(Excerpts of pointing data)
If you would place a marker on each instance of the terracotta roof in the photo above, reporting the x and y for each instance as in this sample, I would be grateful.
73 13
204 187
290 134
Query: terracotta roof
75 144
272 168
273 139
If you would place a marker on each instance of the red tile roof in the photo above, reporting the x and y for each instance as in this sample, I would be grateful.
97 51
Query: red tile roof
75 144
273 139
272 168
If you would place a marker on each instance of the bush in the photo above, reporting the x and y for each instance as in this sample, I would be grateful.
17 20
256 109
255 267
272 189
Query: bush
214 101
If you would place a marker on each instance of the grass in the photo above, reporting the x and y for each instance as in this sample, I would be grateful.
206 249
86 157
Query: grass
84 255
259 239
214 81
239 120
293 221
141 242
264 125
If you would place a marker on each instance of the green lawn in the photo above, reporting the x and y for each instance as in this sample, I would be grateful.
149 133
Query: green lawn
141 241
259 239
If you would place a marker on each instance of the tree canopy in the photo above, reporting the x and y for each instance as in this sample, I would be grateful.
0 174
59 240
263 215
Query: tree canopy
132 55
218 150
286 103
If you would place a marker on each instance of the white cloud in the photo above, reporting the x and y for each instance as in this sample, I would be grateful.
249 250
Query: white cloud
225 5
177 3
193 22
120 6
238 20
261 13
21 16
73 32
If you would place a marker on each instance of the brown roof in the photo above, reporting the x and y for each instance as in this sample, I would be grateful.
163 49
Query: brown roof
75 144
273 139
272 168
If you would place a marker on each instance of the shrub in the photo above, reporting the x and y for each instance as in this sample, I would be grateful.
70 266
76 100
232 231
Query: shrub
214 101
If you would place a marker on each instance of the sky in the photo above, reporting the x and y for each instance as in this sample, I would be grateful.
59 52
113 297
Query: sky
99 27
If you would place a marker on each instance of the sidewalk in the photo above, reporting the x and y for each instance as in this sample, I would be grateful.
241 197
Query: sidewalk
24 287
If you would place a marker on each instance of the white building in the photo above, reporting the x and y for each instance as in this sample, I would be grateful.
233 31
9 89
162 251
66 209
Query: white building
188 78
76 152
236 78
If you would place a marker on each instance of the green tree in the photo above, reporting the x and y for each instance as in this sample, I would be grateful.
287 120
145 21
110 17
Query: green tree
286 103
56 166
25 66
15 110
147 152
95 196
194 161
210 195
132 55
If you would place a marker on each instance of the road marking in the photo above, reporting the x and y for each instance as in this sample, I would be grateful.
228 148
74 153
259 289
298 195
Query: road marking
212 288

= What you have to do =
Copy the material above line for line, changing nothing.

= The response =
If you would place a marker on each instance of the terracotta roof in the photo above, reporting the x and y for each instance as in this sample, I would be grateful.
73 13
204 187
290 134
Query: terracotta roof
75 144
272 168
273 139
If you would place a marker on each instance of the red tile roof in the photo above, reporting the x and y for each instance as in this sample, I would be grateful.
97 51
Query: red tile roof
75 144
273 139
272 168
If you would place a marker on each instance of the bush in the photo above, reporting the x and y for each instance as in this sample, I would be grateful.
17 20
256 109
255 267
272 189
Query: bush
214 101
If you would place a marker on each instance of the grass in the photo above, reporting the x and y for each instance as in this sample, I would be grateful.
206 249
86 157
Query: grass
84 255
259 239
214 81
239 120
293 221
141 242
264 125
If you would place a marker on each instance of the green lawn in the photo above, reporting the x and y for each instance as in this sample, I would be grateful.
149 133
Query: green lawn
141 241
259 239
If you would place a marker on each instance of the tree canopy in the photo above, reporting the x and y for each instance as in this sample, I would be grateful.
0 174
59 240
263 215
Query: tree canopy
132 55
218 150
286 103
If you would place a marker on each instance of the white cloud in the photo above, reporting the x and y for each instance as in this sample, I would be grateful.
249 250
Query: white cloud
225 5
177 3
193 22
120 6
238 20
261 13
21 16
73 32
If you would place a marker on each instance of the brown roof in the photo above, reporting the x and y for each instance as in this sample, I would be grateful.
163 49
Query: brown roof
75 144
273 139
272 168
If you would place a marker on each instance of the shrub in the photo above, reporting the x and y for each instance as in this sample, I would be grateful.
70 266
76 100
232 231
Query: shrub
214 101
If you would place a marker on each instance of the sky in the photo above, reporting the x and y for each instance as in this sample, I would be grateful.
59 52
113 297
Query: sky
99 27
If you would place a marker on each instance of the sidewalk in the photo above, reporting the x and y for each instance as in this sample, I would be grateful.
241 197
Query: sidewalk
24 287
If you would place a marker on each instance of the white building in the photo above, reporting the x and y for each instance as in this sample, I would be grateful.
233 31
9 89
162 251
66 209
Query: white building
188 78
76 152
236 78
If you would place a marker on each instance of the green tree in the photo above, reporting the x and y for each instance as in this sample, I would be grateful.
287 120
145 21
110 17
Query: green tree
286 103
56 166
25 66
15 110
147 152
95 196
194 161
210 195
132 55
If you would place a marker on each instance of the road marking in the photo above, reporting the x and y for each instance as in this sample, I would be grateful.
228 148
74 153
259 289
298 195
Query: road marking
212 288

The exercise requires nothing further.